- _Page text_

——

Something Borrowed by Emily Giffin
St Martin’s Griffin, 2nd printing, 2005
Genre: chick lit, romance, pop lit, fiction lite
Synopsis & Review: Rachel White celebrates her thirtieth birthday by having a big party with her BFF Darcy Rhone. Beautiful Darcy, a NYC PR person, plans a bash at a prominent nightspot, inviting Rachel’s friend—and her own—and celebrates even harder than the birthday girl herself, stepping naturally into the spotlight as she always has. But when Darcy has a little too much to drink and goes home early, studious good girl Rachel hooks up with Darcy’s fiancé Dex. Rachel spends the summer juggling her old BFF and her new love, working, spending weekends in the Hamptons, and oh, helping Darcy plan her wedding. To Dex. She also spends a lot of time moping about Dex, and how he’s not yet left Darcy for her, and will he leave Darcy for her, and what they’ll do when/if Darcy finds out, and so on.
I was sick for a few days, and Eli picked up a nice stack of books for me at the library, including the entire Emily Giffin oeuvre. I noticed the books when we were picking up sundries at Target last week and the titles Something borrowed and Something blue caught my eye—as anything wedding-related is wont to do right now. I am only human. I powered through all four Sunday through Wednesday, but for some periods of unconsciousness and vomiting on Tuesday (sorry, but it’s the truth!). The end result was that I overdosed on the books; I like fluff as much as the next person, but too much all at one is like eating three deep-fried Twinkies.
The book had promise, particularly in the first chapter, an amusing retrospective of Rachel and Darcy’s lives, but I’m sorry to say that the novel didn’t live up to it. The other side of the story, that of the otherwise good girl finding herself in a squalid affair with her best friend’s fiancé is interesting, and sympathizing with the cheaters a novelty. And the exploration of toxic friendships between women, when deftly handled as Giffin usually manages, is both compelling and relevant. But her characters are ultimately too weak to support the narrative: Darcy is nearly a caricature of the chick-lit villainess, Dex is profoundly dull as a hero, and most disappointing of all, Rachel is callow and weak-willed, constantly accusing Darcy of being passive-aggressive (in her mind, at least)—and remains so throughout the novel. The lack of growth or change on her part is a huge disappointment, and by the (predictable) end of the novel most readers will be delighted to part ways with her at last.

——

- _Data section_
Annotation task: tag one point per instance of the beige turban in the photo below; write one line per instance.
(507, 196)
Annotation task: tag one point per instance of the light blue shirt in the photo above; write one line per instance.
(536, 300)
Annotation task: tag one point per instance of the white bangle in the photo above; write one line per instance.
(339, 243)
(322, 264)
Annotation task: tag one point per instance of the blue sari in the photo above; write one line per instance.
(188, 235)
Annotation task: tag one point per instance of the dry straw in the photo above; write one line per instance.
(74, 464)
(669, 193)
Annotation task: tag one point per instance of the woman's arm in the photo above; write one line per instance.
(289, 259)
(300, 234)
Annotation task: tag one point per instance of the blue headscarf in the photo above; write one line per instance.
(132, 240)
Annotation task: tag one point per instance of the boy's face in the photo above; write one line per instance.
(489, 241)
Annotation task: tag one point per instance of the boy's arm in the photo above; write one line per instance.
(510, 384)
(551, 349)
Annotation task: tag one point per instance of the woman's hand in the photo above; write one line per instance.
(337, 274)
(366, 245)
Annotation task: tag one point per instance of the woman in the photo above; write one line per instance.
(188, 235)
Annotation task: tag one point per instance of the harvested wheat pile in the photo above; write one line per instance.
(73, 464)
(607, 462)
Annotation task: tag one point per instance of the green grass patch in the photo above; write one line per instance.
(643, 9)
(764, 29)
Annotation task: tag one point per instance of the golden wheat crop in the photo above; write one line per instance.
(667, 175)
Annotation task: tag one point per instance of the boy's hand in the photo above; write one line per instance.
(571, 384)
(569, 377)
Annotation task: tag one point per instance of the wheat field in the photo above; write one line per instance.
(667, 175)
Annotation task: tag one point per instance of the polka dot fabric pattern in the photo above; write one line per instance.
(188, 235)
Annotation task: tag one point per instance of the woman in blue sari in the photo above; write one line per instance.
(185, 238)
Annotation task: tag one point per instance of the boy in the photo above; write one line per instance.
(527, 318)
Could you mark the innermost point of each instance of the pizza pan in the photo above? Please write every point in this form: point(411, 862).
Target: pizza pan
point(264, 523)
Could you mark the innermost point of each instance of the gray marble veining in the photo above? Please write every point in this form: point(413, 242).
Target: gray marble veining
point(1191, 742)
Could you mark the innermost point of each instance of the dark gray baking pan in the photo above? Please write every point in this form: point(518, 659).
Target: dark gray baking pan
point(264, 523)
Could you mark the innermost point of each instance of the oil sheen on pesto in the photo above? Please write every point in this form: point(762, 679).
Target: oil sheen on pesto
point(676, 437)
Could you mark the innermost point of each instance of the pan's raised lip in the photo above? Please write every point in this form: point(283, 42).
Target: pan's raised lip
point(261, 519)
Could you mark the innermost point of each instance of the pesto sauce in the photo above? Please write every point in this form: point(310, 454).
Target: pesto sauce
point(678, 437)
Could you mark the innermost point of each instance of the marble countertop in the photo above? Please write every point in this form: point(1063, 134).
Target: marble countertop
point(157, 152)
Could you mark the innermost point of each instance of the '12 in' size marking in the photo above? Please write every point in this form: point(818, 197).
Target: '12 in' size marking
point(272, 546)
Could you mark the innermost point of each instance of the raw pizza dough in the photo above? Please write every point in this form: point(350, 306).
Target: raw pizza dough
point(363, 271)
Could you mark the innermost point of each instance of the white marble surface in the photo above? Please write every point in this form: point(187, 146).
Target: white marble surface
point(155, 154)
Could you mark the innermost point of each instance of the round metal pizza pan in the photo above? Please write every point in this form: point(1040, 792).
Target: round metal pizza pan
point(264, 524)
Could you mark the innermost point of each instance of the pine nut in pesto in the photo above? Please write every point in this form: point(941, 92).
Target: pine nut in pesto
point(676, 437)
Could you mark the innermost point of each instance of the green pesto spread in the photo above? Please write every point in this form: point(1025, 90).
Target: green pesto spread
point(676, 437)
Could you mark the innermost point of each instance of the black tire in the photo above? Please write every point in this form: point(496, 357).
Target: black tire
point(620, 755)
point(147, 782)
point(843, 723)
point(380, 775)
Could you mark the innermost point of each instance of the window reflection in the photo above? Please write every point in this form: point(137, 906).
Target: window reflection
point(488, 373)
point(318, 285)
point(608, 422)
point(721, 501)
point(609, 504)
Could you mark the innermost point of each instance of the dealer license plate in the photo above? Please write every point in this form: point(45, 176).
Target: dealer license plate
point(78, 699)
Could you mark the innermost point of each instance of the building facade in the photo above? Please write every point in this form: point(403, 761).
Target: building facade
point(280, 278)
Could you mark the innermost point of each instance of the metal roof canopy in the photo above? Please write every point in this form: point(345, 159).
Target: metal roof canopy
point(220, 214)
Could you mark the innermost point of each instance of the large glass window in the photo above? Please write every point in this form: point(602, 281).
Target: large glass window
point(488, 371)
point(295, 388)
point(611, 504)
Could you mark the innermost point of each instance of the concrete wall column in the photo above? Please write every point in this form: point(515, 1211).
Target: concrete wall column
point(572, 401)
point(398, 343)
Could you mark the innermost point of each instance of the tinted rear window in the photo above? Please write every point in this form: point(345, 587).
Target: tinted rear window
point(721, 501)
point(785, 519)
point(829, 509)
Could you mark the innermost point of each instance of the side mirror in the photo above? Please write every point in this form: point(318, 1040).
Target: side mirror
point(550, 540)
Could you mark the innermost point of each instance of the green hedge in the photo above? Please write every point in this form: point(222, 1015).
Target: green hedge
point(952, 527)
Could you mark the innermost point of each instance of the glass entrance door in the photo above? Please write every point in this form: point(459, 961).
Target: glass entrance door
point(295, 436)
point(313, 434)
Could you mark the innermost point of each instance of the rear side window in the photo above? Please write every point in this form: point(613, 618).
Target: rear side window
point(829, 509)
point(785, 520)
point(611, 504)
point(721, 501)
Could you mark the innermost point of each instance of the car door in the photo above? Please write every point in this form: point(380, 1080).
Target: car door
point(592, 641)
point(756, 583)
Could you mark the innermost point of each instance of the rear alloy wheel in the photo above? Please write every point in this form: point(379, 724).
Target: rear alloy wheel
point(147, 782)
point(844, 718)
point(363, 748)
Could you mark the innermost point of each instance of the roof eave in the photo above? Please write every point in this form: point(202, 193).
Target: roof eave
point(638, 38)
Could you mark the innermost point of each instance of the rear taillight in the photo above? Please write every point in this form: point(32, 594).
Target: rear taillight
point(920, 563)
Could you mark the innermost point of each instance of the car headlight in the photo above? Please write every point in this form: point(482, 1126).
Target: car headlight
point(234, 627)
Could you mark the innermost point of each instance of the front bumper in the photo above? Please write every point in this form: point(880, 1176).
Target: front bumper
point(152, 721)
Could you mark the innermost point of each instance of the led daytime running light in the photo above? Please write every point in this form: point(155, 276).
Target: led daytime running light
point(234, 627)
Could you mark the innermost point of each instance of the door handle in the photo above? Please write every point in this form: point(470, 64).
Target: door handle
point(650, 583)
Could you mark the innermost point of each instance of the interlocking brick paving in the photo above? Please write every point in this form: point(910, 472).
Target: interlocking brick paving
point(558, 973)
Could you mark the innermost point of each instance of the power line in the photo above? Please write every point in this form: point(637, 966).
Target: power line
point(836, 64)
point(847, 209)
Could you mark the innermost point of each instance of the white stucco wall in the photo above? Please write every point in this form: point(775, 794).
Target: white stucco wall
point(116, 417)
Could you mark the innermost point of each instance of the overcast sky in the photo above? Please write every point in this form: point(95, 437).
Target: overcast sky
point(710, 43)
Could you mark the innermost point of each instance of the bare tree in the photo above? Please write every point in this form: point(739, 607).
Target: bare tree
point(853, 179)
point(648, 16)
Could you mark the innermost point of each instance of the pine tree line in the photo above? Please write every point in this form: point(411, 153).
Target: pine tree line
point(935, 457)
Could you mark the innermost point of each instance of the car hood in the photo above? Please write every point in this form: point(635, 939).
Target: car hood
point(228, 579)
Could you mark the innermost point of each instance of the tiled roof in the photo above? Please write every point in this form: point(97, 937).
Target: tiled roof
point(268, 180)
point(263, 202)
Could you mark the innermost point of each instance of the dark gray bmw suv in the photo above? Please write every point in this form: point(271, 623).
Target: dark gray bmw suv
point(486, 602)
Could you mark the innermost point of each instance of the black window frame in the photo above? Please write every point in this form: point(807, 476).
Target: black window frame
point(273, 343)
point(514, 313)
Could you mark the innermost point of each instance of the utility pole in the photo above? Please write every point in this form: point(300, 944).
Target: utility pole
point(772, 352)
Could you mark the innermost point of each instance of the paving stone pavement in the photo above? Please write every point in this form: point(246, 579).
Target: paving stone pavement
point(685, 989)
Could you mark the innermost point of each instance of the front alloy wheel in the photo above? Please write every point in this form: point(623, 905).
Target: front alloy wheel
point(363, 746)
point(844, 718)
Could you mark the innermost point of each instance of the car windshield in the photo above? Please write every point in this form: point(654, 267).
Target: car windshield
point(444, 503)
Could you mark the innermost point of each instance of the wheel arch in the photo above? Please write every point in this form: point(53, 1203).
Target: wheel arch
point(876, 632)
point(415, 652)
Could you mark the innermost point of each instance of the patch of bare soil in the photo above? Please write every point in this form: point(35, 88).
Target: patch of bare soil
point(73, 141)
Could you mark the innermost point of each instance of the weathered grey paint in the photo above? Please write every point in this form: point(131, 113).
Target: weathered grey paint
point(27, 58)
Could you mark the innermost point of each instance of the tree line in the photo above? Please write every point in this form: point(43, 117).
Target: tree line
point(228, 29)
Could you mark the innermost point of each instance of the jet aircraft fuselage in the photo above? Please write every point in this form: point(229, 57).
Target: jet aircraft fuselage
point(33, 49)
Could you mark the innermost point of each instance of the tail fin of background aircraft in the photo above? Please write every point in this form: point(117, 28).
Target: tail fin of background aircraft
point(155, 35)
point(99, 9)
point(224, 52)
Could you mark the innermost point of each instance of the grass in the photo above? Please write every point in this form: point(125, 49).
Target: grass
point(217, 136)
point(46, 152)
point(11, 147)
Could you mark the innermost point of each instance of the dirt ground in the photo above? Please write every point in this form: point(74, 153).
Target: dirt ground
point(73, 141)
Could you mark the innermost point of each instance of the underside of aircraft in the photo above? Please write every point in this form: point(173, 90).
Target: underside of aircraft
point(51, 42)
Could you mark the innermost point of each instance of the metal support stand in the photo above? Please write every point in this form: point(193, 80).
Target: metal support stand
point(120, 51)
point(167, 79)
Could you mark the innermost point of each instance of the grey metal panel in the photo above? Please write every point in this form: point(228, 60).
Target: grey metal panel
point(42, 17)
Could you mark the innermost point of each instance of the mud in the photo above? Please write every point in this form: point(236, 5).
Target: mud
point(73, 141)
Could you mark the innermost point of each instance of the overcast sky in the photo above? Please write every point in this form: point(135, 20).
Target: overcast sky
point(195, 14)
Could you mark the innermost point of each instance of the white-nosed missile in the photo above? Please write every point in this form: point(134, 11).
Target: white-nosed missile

——

- _Work task A_
In the review of Something Borrowed, rewrite the paragraph that begins "I was sick for a few days" in no more than three sentences, keeping its main facts.
- _Work task B_
Answer these questions about the review of Something Borrowed, marking your answers (i), (ii), (iii):
(i) Where does Darcy hold Rachel's thirtieth birthday party?
(ii) Which publisher and printing of the book does the review list?
(iii) Which part of the novel does the reviewer say showed promise?
- _Work task C_
Extend the review of Something Borrowed with one more paragraph that follows on from its final sentence.

- _Answer box A_
While the reviewer was sick for a few days, Eli brought home a stack of library books that included all of Emily Giffin's novels, whose titles Something Borrowed and Something Blue had caught the reviewer's eye at Target the week before. The reviewer read all four from Sunday through Wednesday, despite stretches of unconsciousness and vomiting on Tuesday. The result was an overdose: fluff is enjoyable, but too much at once is like eating three deep-fried Twinkies.

- _Answer box B_
(i) At a prominent nightspot.
(ii) St Martin's Griffin, 2nd printing, 2005.
(iii) The first chapter, an amusing retrospective of Rachel and Darcy's lives.

- _Answer box C_
Speaking of finales, the bait and switch Giffin pulls at the end of Something Borrowed is, in a word, cheap. Instead of leaving Darcy with a little dignity, she chooses to make her worse than Rachel and Dex. As it turns out, Darcy has cheated on Dex multiple times. And the whole summer while Rachel and Dex are pursuing their affair, she’s pursuing one with Marcus, Dex’s old college roommate and groomsman. Oh, and when Dex finally leaves Darcy, she’s also pregnant with Marcus’ child! Oh, so that mitigates Rachel and Dex’s guilt? They get each other, and they get off scott-free? I’m sorry, but that doesn’t work for me. The novel’s honesty—and it does have some—was lost when Giffin pulled that slick maneuver.
Other gripes: The novel is in the first person present tense, and it gets old fast; the best parts were all in the past. There is excessive name-dropping of brand names, clubs, restaurants, shops, etc., which will only serve to date the novel later. It kind of feels like it’s trying to hard to be S&tC.
There are some genuinely funny bits, and as I previously mentioned, Giffin does draw some very realistic relationships between friends, particularly women, but the novel is too shallow overall. It is an entertaining, fast read, perfectly satisfactory for the beach.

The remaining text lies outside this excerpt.